- **GOAL**: From the line containing "of the driftwood." down to the last line of the material, return those lines verbatim and only those.

- **EXTRACTED INFORMATION**:
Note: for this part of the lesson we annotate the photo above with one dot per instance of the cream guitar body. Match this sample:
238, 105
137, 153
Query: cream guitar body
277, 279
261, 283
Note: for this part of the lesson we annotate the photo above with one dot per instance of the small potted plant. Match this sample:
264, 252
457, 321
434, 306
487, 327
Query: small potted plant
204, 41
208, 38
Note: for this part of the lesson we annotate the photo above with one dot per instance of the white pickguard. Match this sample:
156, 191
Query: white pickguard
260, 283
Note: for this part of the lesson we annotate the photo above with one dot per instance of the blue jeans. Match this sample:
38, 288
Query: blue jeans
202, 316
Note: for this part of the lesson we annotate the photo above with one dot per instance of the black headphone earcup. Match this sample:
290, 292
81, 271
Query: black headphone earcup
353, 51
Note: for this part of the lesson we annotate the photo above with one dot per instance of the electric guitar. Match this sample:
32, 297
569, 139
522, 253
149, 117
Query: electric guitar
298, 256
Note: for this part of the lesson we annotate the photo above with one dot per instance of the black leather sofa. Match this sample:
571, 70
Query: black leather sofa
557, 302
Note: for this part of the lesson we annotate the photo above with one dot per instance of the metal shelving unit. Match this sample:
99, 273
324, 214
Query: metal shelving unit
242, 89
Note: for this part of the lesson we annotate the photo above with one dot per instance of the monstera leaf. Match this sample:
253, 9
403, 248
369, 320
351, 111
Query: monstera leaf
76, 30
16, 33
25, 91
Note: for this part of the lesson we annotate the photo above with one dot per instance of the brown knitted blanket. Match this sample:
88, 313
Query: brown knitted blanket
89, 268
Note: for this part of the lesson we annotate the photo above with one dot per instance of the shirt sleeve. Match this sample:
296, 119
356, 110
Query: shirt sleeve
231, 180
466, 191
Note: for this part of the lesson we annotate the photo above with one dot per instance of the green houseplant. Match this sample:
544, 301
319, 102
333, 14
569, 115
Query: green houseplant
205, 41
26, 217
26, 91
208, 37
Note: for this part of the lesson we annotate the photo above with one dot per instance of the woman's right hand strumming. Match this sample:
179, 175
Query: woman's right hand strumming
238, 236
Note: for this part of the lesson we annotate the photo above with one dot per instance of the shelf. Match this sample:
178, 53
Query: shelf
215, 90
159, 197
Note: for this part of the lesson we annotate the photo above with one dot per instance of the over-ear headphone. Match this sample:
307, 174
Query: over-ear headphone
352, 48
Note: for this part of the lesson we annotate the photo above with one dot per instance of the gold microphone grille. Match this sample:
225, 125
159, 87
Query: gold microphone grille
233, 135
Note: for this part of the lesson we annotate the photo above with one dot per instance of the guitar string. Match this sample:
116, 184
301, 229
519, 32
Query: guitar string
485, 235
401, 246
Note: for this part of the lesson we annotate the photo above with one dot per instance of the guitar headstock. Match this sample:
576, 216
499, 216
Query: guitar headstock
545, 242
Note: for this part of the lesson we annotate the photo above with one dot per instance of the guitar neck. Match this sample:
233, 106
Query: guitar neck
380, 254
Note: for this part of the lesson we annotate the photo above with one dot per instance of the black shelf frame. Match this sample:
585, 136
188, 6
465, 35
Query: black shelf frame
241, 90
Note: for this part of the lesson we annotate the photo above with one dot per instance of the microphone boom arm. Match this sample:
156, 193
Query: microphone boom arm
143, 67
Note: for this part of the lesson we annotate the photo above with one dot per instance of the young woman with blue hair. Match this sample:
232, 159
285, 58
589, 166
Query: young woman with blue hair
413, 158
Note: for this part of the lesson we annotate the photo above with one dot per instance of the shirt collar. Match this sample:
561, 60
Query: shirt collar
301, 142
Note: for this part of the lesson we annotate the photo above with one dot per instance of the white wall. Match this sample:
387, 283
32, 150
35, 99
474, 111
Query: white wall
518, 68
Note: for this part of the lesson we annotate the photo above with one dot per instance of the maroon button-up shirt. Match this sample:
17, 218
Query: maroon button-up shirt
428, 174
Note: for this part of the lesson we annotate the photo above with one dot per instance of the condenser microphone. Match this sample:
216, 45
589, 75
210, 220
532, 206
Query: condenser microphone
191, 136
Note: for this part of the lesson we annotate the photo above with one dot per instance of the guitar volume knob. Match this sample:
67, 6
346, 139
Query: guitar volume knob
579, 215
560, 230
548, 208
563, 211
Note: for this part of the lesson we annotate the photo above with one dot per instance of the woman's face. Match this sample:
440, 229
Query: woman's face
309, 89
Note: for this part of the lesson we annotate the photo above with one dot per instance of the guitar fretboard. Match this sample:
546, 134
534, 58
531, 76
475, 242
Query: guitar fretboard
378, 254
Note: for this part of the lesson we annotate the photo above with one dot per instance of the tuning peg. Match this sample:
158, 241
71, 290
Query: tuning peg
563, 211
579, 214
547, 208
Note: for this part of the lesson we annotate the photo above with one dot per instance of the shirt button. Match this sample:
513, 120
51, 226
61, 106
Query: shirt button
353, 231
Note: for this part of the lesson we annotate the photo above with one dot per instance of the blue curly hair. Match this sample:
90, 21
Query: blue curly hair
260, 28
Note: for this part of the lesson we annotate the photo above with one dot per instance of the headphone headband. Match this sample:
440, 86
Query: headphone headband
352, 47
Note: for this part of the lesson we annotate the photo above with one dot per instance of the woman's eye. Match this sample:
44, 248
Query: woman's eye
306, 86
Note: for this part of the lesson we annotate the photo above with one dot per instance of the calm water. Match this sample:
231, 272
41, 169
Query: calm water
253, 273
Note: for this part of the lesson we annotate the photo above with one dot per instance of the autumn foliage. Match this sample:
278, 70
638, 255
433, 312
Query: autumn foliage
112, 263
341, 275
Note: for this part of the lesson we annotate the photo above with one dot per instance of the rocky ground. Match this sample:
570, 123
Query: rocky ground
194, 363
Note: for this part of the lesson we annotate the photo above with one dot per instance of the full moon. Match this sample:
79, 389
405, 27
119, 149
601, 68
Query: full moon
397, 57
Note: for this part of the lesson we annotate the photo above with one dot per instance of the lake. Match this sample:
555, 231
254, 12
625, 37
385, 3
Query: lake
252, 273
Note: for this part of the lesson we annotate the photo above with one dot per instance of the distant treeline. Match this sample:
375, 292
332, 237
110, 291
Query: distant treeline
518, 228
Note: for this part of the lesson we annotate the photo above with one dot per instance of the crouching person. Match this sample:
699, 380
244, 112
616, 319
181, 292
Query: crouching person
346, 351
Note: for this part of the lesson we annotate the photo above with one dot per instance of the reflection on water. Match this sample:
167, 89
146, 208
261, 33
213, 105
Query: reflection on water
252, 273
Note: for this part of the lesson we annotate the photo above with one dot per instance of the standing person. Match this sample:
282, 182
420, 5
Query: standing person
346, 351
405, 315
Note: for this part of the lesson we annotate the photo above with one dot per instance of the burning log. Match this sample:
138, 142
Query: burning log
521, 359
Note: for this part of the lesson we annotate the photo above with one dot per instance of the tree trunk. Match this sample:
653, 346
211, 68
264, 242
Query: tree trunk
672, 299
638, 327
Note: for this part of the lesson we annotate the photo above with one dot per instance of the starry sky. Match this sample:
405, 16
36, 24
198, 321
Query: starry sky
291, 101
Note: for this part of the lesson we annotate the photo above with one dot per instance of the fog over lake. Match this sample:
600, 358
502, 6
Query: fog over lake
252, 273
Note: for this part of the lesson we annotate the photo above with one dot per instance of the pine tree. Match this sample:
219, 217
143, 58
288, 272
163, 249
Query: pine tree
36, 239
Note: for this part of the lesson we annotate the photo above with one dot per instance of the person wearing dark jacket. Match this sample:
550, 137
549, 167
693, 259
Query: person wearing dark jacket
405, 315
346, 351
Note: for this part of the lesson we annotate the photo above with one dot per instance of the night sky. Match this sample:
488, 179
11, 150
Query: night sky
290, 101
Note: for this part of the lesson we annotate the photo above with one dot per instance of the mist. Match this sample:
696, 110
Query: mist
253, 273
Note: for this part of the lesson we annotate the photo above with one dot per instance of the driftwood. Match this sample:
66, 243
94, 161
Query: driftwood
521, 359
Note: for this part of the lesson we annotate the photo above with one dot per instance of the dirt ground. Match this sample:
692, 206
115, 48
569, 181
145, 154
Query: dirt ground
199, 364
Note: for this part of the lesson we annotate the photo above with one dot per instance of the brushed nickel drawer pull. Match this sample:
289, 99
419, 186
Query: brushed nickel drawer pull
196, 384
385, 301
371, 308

- **SOLUTION BELOW**:
Note: for this part of the lesson we annotate the photo above with one dot per instance of the driftwood. Match this sample:
66, 243
94, 161
Query: driftwood
521, 359
Note: for this part of the lesson we annotate the photo above with one dot per instance of the dirt ground. Match this sample:
692, 206
115, 48
569, 181
145, 154
Query: dirt ground
199, 364
Note: for this part of the lesson we annotate the photo above with one dot per instance of the brushed nickel drawer pull. Match this sample:
289, 99
419, 186
Query: brushed nickel drawer pull
196, 384
385, 301
371, 308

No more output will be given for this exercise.